## Page
⟨
Unveiling construction

“The Ifaluk of Micronesia consider emotions as transactions between people. To them, anger is not a feeling of rage, a scowl, a pounding fist, or a loud yelling voice, all within the skin of one person, but a situation in which two people are engaged in a script – a dance if you will – around a common goal. In the Ifaluk view, anger does not “live” inside either participant.”

Lisa Feldman Barrett

Considering variation as the starting point and exploring what, in the metaphorical middle of this variation, this common goal actually is…That, to me, sounds like potential sensitive and creative ways of being together.

Whatever I might frame as “falling in love,” the other might frame as “deep resonance,” “a newfound family”, “insecurity”, “uneasiness” or even project violently, phraming it a character, or maybe even ontological, flaw on my part.

In what kind of dance are we entangled here? The ripening of a relationship is like a construction (deconstruction and reconstruction) of this dance. Just a second ago, what was endorsed as love, now appears to be anger. I might reject myself or the other; how could this shared reality possibly be so changeable in a split(ting) second?

Whatever you frame anger might be something quite different for the other person in a particular context. And might even ‘mean’ something wholly different to you, in a different context or through the activity of different concepts!
⟩
## Written instruction A
Answer these questions from the text on emotions, one per line:
(i) Which people does the opening quotation say consider emotions as transactions between people?
(ii) To whom is that quotation attributed?
(iii) What does the text liken the ripening of a relationship to?

## Supplied records
⟨
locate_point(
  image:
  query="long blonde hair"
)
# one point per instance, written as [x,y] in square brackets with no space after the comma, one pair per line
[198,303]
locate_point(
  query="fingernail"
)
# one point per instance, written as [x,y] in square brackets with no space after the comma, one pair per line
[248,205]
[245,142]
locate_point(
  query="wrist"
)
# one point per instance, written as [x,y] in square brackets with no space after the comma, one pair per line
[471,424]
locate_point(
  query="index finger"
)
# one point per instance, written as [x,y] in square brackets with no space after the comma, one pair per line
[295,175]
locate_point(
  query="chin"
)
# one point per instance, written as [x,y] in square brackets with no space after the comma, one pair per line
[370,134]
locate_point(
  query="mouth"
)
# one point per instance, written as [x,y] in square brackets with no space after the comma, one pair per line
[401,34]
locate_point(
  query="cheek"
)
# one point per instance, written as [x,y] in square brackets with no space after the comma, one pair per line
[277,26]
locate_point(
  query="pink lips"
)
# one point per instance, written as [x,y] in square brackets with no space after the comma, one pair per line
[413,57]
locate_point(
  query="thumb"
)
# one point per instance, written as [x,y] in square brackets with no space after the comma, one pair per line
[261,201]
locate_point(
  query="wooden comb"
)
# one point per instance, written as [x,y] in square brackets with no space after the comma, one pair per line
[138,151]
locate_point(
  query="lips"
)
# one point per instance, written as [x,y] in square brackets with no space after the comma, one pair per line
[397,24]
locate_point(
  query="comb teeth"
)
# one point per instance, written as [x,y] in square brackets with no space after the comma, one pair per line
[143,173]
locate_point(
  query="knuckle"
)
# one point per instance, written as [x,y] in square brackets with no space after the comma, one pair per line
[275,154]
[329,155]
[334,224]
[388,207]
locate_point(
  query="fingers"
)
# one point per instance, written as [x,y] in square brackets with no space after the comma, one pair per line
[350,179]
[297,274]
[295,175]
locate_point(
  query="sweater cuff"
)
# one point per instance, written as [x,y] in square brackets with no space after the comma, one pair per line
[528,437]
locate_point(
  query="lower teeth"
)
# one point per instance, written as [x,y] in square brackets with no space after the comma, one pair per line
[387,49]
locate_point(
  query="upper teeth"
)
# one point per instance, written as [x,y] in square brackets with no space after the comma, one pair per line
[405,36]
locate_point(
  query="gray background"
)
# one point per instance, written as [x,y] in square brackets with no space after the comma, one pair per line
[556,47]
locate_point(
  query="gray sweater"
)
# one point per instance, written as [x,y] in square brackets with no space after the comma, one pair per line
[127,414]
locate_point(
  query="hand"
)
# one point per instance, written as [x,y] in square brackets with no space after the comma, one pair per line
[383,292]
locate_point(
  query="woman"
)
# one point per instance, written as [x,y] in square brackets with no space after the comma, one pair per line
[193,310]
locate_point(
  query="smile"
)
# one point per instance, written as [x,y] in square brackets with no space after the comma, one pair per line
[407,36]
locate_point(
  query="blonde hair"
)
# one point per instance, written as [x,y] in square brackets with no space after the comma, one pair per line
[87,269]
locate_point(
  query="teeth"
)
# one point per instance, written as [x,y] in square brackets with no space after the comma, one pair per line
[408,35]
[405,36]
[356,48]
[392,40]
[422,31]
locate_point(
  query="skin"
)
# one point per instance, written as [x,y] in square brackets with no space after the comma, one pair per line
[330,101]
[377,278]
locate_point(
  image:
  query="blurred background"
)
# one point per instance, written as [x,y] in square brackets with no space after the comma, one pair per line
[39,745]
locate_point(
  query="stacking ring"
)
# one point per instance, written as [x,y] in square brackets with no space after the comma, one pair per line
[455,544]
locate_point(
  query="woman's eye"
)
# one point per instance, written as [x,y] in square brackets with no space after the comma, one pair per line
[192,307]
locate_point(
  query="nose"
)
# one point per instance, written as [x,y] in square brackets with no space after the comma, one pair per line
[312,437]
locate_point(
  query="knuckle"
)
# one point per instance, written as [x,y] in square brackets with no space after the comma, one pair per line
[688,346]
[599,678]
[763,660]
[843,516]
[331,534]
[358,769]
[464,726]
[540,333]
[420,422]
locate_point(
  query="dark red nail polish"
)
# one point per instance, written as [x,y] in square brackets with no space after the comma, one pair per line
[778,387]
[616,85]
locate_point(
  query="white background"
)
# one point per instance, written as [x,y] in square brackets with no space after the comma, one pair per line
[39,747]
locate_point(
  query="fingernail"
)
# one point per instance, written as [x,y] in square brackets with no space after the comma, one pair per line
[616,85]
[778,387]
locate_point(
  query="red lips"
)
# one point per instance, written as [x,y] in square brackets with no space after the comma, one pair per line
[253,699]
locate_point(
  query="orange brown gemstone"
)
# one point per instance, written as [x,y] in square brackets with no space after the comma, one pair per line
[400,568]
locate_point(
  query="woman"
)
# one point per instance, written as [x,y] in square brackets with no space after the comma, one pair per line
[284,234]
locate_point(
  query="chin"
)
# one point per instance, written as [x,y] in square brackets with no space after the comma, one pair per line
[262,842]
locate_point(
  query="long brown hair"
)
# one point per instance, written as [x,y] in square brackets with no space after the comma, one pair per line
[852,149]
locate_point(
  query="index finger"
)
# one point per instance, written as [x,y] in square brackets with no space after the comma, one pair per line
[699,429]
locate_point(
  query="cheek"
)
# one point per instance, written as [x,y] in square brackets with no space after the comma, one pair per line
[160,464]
⟩
## Written instruction B
Report every line of the records that contains the word "sweater".

## Reply A
(i) The Ifaluk of Micronesia.
(ii) Lisa Feldman Barrett.
(iii) A construction (deconstruction and reconstruction) of this dance.

## Reply B
  query="sweater cuff"
  query="gray sweater"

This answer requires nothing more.